— ENTRIES PROVIDED —
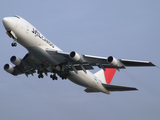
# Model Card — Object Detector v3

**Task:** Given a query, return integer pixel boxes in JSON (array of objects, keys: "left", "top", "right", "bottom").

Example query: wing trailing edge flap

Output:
[
  {"left": 119, "top": 59, "right": 156, "bottom": 67},
  {"left": 84, "top": 88, "right": 99, "bottom": 93},
  {"left": 102, "top": 84, "right": 138, "bottom": 92}
]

— WHAT TO DO —
Recast the entries above as a Markdown table with the columns Row and Line, one numbered row for each nonblank line, skipping blank lines and leaving out the pictures.

— EXPECTED ANSWER —
| Row | Line |
|---|---|
| 1 | # Model Card — Object Detector v3 |
| 2 | **Task:** Given a query, return integer pixel boxes in JSON (array of objects, keys: "left", "top", "right", "bottom"). |
| 3 | Example query: wing trailing edge flap |
| 4 | Output: |
| 5 | [ |
| 6 |   {"left": 119, "top": 59, "right": 156, "bottom": 67}, |
| 7 |   {"left": 84, "top": 88, "right": 99, "bottom": 93}, |
| 8 |   {"left": 102, "top": 84, "right": 138, "bottom": 92} |
| 9 | ] |